** WHAT THE TASK REQUIRES **
Please pick out every line in the listing below that contains the word "ground" and copy each one.

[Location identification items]

============================================================

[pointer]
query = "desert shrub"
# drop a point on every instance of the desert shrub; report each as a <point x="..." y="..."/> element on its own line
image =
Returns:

============================================================

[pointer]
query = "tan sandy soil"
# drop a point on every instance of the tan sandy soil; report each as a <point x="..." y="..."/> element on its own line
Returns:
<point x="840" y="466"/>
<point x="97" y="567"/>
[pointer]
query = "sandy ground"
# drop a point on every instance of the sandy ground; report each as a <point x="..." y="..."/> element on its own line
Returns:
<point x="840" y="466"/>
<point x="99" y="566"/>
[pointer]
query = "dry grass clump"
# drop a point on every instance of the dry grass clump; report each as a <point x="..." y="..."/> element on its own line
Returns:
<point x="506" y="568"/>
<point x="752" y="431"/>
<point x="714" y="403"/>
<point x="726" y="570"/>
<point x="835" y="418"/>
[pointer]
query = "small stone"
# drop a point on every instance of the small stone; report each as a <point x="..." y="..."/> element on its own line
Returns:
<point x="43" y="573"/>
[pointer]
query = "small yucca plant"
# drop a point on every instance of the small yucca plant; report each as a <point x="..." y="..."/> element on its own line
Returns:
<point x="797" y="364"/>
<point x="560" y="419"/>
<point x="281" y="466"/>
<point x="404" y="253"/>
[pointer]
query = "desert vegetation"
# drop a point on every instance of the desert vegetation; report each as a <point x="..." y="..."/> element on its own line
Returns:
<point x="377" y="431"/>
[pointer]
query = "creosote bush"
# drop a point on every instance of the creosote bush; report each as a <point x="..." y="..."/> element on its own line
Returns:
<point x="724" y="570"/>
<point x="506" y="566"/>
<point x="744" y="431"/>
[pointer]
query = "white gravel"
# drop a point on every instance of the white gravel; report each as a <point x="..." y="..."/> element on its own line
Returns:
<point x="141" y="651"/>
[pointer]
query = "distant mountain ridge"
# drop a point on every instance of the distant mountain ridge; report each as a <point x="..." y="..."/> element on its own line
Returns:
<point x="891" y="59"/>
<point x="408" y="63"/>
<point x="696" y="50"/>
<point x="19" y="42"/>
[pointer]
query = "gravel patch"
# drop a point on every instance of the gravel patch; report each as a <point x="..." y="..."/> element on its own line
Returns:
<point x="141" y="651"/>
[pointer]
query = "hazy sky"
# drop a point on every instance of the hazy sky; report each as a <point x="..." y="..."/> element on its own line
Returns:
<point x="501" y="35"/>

============================================================

** SOLUTION FOR THIS PROBLEM **
query = "sandy ground"
# drop a point on every instance of the sandy ground; report each as a <point x="..." y="..."/> element on its own line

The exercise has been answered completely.